(TASK PROMPT):
Please report every line in the items below that contains the string "hand". Case counts.

Source data

************

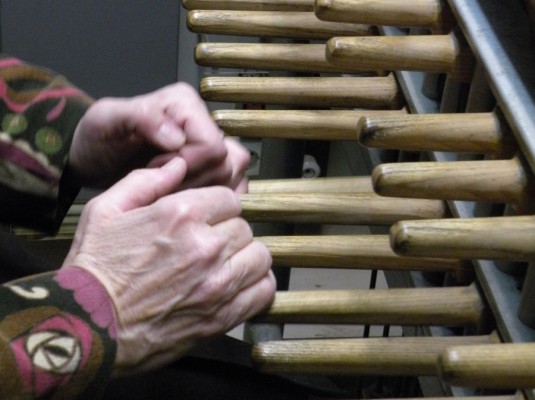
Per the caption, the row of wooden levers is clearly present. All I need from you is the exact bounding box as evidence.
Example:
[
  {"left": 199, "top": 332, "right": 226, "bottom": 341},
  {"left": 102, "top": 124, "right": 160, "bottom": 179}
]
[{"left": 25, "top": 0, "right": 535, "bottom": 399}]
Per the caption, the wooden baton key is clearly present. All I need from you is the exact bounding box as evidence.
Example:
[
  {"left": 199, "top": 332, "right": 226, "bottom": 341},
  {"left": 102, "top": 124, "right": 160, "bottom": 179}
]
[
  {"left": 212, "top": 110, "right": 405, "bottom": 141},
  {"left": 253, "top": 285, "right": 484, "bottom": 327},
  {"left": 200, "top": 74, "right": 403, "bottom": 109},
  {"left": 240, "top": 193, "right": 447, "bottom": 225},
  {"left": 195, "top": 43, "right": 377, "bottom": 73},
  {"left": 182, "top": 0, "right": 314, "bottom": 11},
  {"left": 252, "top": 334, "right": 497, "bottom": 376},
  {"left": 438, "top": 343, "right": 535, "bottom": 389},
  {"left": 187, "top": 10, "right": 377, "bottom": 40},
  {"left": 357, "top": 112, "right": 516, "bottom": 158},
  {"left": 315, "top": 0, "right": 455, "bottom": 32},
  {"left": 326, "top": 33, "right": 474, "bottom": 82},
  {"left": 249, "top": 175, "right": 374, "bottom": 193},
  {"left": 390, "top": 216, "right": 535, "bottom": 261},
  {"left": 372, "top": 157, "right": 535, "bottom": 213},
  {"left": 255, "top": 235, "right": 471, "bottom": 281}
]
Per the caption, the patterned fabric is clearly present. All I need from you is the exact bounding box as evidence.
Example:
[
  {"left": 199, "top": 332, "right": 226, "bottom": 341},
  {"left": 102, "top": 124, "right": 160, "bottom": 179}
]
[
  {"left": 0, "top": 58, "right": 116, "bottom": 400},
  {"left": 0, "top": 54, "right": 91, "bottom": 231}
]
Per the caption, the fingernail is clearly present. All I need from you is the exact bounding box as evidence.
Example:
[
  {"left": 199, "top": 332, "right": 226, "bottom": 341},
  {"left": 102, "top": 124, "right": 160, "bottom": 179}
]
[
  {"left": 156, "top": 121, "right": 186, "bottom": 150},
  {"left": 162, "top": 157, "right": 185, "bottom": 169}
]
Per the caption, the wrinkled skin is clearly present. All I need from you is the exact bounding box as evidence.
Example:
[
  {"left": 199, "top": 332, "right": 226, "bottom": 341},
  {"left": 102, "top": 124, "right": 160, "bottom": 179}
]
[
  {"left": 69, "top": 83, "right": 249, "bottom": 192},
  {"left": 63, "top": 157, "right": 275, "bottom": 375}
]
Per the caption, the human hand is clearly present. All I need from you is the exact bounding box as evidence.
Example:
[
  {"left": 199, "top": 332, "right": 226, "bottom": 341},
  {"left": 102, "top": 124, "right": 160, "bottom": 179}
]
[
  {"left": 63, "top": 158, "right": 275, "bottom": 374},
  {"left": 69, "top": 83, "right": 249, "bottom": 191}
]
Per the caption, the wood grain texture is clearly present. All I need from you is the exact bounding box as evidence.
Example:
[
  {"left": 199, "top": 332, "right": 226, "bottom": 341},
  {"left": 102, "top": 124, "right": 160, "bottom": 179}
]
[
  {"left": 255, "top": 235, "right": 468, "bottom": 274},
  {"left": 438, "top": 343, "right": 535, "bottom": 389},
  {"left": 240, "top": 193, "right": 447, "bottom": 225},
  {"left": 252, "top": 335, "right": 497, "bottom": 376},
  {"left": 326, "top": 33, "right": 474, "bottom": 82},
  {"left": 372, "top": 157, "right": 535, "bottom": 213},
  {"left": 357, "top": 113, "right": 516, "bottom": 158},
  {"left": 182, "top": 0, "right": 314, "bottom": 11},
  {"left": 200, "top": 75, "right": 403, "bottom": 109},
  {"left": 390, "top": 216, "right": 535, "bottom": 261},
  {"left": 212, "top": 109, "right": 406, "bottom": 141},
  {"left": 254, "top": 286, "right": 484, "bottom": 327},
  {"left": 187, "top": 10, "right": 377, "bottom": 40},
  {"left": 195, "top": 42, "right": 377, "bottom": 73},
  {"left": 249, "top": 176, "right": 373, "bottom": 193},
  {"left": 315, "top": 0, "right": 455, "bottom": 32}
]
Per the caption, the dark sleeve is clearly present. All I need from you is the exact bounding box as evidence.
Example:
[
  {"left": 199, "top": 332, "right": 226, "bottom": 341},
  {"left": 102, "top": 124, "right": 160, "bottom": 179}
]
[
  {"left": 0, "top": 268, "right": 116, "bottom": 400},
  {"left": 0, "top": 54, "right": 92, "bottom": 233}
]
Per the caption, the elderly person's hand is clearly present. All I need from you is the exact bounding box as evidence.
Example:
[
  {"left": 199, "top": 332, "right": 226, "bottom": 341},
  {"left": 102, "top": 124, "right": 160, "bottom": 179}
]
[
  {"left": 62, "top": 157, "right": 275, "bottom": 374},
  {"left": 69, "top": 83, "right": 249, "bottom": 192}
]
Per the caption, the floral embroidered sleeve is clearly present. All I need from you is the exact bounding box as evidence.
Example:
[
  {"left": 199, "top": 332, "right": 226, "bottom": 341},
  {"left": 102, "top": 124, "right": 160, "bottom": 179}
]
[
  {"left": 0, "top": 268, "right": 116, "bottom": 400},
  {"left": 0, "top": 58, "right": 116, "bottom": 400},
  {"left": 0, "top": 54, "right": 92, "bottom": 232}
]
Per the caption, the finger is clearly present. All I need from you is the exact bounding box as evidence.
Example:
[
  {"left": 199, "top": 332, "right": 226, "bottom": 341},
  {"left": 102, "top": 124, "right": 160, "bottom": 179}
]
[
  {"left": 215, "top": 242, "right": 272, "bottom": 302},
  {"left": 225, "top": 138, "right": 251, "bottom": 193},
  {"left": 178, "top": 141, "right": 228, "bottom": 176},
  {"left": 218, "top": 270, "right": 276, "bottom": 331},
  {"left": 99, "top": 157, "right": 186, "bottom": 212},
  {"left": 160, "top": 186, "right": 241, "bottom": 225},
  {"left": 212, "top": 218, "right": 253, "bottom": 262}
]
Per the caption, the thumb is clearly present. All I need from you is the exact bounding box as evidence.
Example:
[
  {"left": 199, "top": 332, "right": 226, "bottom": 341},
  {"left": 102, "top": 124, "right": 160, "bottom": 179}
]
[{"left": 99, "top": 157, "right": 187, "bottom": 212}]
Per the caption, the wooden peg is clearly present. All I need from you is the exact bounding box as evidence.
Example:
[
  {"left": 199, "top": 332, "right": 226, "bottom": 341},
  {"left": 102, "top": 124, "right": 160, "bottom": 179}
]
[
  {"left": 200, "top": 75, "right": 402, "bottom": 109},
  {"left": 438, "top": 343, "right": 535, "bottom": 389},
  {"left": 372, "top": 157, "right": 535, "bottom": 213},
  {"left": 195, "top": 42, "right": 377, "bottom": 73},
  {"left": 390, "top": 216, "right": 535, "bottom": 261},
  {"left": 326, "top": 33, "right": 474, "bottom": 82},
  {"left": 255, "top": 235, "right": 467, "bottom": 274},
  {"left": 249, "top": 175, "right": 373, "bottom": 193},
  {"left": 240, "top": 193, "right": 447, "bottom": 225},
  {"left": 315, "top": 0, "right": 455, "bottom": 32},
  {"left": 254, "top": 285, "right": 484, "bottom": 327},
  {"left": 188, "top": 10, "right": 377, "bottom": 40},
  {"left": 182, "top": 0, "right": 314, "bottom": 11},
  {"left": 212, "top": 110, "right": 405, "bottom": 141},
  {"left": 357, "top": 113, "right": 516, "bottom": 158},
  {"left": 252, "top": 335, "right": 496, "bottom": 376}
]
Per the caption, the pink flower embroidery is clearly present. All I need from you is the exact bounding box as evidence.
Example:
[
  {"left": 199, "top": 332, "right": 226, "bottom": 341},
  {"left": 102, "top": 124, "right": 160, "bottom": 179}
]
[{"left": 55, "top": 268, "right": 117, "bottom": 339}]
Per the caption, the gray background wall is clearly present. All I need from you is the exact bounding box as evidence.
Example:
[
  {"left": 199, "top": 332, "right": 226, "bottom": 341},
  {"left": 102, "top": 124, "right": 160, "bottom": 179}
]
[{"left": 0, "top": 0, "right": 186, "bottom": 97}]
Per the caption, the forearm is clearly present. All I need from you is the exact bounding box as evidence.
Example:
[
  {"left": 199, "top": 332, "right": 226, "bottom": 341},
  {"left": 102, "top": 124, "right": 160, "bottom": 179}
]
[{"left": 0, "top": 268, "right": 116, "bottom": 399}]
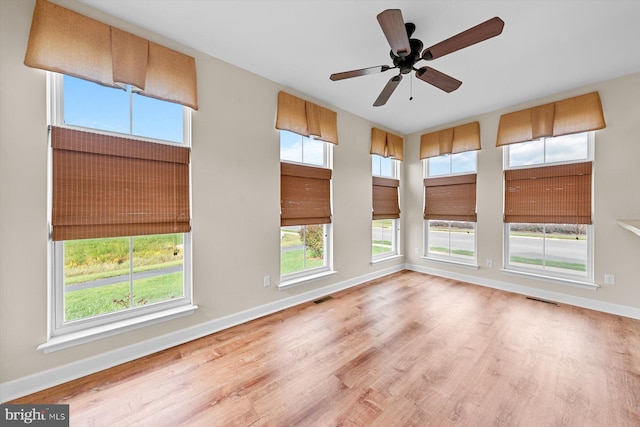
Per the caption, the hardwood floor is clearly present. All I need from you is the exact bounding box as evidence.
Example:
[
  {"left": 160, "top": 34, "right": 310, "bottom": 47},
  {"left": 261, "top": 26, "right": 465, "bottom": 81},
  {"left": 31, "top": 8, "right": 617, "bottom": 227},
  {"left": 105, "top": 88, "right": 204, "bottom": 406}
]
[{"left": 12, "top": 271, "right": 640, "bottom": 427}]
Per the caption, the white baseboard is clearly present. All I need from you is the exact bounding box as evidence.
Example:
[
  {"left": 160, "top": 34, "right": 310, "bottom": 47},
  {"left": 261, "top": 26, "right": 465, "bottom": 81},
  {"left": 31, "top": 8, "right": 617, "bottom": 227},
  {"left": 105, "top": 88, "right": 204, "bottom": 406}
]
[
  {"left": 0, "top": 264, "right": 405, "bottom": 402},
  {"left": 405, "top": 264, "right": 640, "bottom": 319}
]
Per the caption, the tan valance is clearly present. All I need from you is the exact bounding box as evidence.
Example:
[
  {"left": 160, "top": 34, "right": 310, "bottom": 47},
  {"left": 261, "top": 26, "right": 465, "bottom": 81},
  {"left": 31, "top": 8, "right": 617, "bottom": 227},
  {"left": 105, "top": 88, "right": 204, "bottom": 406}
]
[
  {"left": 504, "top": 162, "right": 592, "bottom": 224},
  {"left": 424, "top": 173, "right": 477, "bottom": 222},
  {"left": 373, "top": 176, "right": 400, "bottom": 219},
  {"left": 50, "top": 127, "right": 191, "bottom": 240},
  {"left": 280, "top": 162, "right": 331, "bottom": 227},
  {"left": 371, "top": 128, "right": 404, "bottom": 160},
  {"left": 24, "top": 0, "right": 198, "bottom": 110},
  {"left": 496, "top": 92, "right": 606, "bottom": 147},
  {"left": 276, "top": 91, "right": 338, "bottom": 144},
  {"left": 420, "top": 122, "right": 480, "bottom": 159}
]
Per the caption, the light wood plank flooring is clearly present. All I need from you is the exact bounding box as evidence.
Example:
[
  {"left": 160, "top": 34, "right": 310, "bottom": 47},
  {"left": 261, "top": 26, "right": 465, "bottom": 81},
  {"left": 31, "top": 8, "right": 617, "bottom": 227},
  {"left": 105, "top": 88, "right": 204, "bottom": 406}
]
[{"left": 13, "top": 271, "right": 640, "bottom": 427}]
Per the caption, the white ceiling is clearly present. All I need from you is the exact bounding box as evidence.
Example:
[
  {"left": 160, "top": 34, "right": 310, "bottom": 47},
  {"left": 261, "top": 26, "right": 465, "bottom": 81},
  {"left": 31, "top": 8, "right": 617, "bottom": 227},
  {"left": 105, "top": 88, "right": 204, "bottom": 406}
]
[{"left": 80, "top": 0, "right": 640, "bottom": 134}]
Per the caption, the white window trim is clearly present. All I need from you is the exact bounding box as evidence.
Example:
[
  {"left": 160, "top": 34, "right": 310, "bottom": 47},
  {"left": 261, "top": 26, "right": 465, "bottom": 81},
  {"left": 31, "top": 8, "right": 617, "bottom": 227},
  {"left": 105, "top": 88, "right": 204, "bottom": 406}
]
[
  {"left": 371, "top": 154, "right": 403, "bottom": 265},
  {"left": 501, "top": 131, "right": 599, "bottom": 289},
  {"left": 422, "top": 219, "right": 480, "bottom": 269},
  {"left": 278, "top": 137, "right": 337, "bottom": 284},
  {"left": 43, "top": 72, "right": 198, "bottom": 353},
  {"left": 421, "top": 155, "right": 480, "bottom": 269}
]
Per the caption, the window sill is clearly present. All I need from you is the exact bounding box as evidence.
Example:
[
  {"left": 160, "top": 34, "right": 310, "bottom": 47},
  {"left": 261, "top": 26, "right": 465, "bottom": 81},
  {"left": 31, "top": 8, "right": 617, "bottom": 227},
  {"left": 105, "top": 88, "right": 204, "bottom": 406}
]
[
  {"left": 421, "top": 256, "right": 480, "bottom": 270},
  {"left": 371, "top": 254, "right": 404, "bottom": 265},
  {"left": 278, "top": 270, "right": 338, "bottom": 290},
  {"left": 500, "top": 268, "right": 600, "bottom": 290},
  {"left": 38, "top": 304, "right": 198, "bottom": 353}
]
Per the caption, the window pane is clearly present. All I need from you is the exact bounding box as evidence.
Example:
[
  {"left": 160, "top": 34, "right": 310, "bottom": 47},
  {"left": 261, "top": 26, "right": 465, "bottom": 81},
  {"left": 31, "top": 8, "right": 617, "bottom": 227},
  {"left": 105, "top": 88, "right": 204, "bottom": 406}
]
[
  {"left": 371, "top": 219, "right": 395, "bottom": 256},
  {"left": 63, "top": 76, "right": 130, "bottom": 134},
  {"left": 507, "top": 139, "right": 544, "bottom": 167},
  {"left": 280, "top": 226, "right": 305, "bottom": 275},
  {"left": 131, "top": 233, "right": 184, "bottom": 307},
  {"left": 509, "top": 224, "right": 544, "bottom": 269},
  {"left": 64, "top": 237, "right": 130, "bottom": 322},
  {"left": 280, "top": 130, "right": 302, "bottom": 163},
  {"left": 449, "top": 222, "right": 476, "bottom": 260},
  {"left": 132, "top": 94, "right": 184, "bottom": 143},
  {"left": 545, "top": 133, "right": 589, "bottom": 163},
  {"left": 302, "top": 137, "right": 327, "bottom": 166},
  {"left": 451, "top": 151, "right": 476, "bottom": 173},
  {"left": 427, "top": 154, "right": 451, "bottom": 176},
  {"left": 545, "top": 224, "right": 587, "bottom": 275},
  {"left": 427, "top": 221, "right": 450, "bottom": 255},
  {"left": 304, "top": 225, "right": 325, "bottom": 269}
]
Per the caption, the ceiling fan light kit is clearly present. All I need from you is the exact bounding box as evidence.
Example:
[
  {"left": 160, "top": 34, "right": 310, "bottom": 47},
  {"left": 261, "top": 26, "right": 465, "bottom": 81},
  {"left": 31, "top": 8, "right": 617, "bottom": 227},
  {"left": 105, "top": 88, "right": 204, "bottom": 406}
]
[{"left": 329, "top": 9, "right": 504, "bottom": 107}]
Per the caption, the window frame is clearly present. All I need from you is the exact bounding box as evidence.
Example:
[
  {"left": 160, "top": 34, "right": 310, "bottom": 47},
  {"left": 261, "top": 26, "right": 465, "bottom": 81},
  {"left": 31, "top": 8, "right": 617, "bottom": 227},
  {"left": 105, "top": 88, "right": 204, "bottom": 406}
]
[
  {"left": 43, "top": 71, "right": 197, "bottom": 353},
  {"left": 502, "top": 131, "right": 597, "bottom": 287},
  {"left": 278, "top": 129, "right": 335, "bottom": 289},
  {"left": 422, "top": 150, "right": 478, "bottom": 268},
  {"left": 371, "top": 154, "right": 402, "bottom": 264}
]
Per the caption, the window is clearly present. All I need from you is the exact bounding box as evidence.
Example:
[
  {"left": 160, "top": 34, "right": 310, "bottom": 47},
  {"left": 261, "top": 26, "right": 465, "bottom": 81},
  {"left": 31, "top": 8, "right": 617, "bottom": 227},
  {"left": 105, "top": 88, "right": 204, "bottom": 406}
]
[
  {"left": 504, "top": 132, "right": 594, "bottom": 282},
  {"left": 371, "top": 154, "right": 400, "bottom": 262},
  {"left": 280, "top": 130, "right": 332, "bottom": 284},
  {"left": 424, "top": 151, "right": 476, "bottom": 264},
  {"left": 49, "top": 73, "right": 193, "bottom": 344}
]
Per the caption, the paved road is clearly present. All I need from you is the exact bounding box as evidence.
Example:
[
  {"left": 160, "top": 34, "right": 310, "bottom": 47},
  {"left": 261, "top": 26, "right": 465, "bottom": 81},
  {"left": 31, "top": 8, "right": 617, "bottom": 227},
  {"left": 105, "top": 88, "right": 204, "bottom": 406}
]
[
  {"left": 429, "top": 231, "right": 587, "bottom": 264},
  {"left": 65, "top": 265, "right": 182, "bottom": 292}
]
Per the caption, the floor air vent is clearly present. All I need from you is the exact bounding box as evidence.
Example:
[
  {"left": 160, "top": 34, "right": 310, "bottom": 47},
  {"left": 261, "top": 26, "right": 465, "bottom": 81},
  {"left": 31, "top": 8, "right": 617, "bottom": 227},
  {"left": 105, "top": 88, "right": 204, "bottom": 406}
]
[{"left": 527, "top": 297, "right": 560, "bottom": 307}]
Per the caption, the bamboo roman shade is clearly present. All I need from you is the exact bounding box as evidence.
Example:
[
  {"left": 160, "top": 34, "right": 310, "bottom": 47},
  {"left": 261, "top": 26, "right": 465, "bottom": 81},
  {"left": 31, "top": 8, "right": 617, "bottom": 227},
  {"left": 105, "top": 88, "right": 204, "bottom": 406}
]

************

(REPLY):
Per the caption, the human hand is clearly present. All I need from you is the exact bounding box as evidence.
Per the caption, the elderly person's hand is clearly present. All I need from you is the exact bounding box as evidence.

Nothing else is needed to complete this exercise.